- Excerpt:
>> start

Everyone knows that feeling.
There you are, just a child alone in the world, learning who you really are. You go through the first eight years of your life wearing the same clothes (they’re perfectly nice clothes) and going by your full name, but then.
But then! Then you meet that really cool kid who helps you pick out some rad new clothes. You start going by a nickname—a shortened version of your full name. You’re all like, “Hell yeah, I’m eight years old, and I’m gonna start wearing these clothes and go by my short name now!” You are figuring your shit out, basically. For the first time in you truly feel alive.
Sprudge readers are already well familiar with Huckleberry Roasters, an eight-year-old coffee roasting company based in Denver, Colorado. But for the very first time let us introduce you to Huck.
Founder and owner Koan Goedman tells us that the folks at Huck “loved our previous bag, designed by Denver homies Studio Mast, but I wanted a change. I felt like I was seeing very similar bag designs (and, even spreading into non-coffee package design) all over the place —lots of blockiness, lots of hard/sharp lines, lots of white. I felt I wanted a big change, and that our guests and partners would trust us to deliver on something wild and crazy and unique.”
It’s a big change, alright, and with it comes a new design identity and approach to packaging that makes them a perfect fit for our ongoing original feature series on Sprudge. Brand name changes are nothing new, but this one—the intentionality behind it, and that dramatic shortening to a single syllable—well, I just had to learn more. And so I sat down digitally to speak with Goedman about the change, the new look, and what’s next for Huck.
When did the coffee package design debut?
It seems like every time we do the “let’s design a new bag” dance, we start learning the steps too late in the process. This go around was a little better than last when we had to deploy some “pardon the interruption” bags to hold us over, but super well planned out it was not….
Basically, the bags arrived, via an overnight plane trip, on a Monday morning in late November, and we were filling them with coffee beans later that day. Exciting, eh?
Who designed the package?
Fun story! One of the first regulars we had at our 4301 Pecos cafe in 2013, was a delightful person by the name of Ross Evertson. In the magical way that coffee shops work, Ross went from being a stranger to a regular to a friend (to all of us, truly). He’s really an exceptional person with passion for dogs, photography, words, intentional design, typography, and smart-assedness—that last one said with love and admiration, of course.
I asked Ross to design something that reflected our company culture, something that reflected a company willing to push the boundaries a bit and something that would truly stand out from what I was seeing on shelves at other shops, Whole Foods, etc.
Ross was down to tackle that challenge with us, and given that he knew me and Huck as well as he did, it was a natural partnership.
What coffee info do you share on the package? What is the motivation behind that?

>> end

[Entries with bounding box annotations]
>> start

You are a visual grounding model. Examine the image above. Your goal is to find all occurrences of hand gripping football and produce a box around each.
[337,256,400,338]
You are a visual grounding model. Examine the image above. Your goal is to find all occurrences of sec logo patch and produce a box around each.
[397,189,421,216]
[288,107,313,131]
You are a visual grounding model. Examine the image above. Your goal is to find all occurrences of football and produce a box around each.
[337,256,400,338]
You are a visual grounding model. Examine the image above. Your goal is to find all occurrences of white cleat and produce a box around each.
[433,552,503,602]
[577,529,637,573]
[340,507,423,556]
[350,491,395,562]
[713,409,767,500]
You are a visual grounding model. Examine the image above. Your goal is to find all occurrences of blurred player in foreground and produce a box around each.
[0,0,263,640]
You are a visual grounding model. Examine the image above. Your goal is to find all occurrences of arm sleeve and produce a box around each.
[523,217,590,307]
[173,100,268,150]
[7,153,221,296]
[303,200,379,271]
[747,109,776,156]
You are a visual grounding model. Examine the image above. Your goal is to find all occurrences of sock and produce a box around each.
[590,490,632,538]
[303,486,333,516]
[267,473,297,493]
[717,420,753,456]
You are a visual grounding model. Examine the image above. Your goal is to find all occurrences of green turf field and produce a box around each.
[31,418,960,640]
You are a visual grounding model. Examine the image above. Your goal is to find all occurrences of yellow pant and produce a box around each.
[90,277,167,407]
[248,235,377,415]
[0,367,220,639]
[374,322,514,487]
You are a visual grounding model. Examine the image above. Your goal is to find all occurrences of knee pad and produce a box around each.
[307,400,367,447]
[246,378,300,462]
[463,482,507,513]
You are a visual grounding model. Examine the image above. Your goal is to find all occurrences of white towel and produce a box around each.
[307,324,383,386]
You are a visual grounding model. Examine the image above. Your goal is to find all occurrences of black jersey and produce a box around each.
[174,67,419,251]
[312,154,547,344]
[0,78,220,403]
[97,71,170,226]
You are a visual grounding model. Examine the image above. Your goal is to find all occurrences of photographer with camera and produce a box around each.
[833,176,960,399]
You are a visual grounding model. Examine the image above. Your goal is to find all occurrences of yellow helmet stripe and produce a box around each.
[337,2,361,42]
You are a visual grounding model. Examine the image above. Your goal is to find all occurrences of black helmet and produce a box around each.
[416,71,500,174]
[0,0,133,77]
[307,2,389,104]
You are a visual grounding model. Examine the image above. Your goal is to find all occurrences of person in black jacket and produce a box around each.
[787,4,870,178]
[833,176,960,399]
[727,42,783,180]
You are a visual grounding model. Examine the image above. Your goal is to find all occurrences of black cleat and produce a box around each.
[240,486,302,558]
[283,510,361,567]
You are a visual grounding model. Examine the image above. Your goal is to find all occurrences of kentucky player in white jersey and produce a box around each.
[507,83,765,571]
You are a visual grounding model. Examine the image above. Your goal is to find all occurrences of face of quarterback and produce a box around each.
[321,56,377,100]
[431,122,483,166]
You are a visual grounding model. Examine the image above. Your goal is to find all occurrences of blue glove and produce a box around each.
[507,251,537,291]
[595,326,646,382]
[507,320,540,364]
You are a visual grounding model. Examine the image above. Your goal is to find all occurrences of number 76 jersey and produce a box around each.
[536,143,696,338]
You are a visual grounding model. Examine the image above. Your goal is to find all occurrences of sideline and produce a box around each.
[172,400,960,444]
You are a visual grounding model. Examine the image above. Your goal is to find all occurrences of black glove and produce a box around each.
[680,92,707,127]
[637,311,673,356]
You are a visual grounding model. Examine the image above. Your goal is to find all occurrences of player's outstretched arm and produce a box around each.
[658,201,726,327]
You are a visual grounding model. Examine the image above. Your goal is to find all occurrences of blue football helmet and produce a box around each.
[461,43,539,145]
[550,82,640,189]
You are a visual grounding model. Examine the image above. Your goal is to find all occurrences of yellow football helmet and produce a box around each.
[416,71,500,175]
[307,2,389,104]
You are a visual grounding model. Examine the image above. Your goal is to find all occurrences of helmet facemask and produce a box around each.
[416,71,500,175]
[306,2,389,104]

>> end

- Required tasks:
• A. According to the Huck article, who designed the new coffee package?
• B. Decide whether each statement agrees with the Huck article, answering yes or no and quoting the words that settle it: (i) Huckleberry Roasters is based in Denver, Colorado. (ii) Ross Evertson designed the previous bag. (iii) The new bags arrived by truck.
• C. Extend the Huck article, picking up right after its final line.
The items have no connection to the Huck article.

- Solved problems:
• A. Ross Evertson designed the new package.

• B.
(i) Yes: "an eight-year-old coffee roasting company based in Denver, Colorado."
(ii) No: "loved our previous bag, designed by Denver homies Studio Mast."
(iii) No: "the bags arrived, via an overnight plane trip."

• C.
All the usual stuff!
It should be noted that the coffee label was designed by Lisa Wright of Obsesso Processo. Ross has a grown-up job (wink), and his time was a little tied up towards the end of this project, so Lisa stepped in and up to the plate to walk the new bag project across the finish line in a way that honored Ross’s work, but also breathed some life into the label! Lisa is also intimately aware of all things Huck, so it was pretty easy for her to come in and do some creative work. She’s the best!
On the information front specifically, we trimmed up some of the information from our previous label that we knew, based on some soft polling/inquiring with customers, wasn’t a point of interaction or useful for them. And, at the end of the day, as much as we might want to talk about elevation and varietal, we decided there are better ways to share that information (i.e baristas at a cafe, webstore on the internet)… and simply leave the label to pass along the essentials. So, we share coffee name and region, tasting notes, producer details, processing particulars, and roasted on date.
Most interestingly, I think, Lisa came up with the brilliant way to tie the flowing nature of the bag concept into the label. There is a color coding system that ties back to the three previous versions of retail bags we’ve had, so there’s some very useful continuity and familiarity there. However, not stopping there, Lisa then moved beyond just the color coding by designing these super fun, sorta-abstract region shaped blobs to catch the eye. So, just within the label there are 3-4 opportunities to engage!
Why are the aesthetics in coffee packaging so important?
I think the answer to this will change for different people, but for Huck… it’s a chance to tell our story and, if we’re lucky, we’ve caught the eye of someone unfamiliar with Huck and given them a reason to dig further, ask questions and order some coffee.
Where is the bag manufactured?
Per usual, we worked with Pacific Bags on this bag.
Is the package recyclable/compostable?
The answer to this question is basically the most confusing, long-winded answer of all time. Honestly, I’m still a little confused. It’s probably wisest to say, “go visit Pacific Bag’s website to read about what Biotre is and isn’t!” In reality, I think the legal answer to the question is “no” and we make no claims to recyclability/compostability, but the real-life answer to this might be a “sort of and sometimes, depending where you live and what local laws are.”
How’s that for unsatisfactory?
All I can say is that I’m excited to see Pacific Bag’s 100% compostable Biotre bag, which, rumor has it, is close to being available!
Where is it currently available?
Our shops and the world wide web!
Country: United States
Designer: Ross Evertson
Design Debut: November 2018
Zachary Carlsen is a co-founder and editor at Sprudge Media Network. Read more Zachary Carlsen on Sprudge.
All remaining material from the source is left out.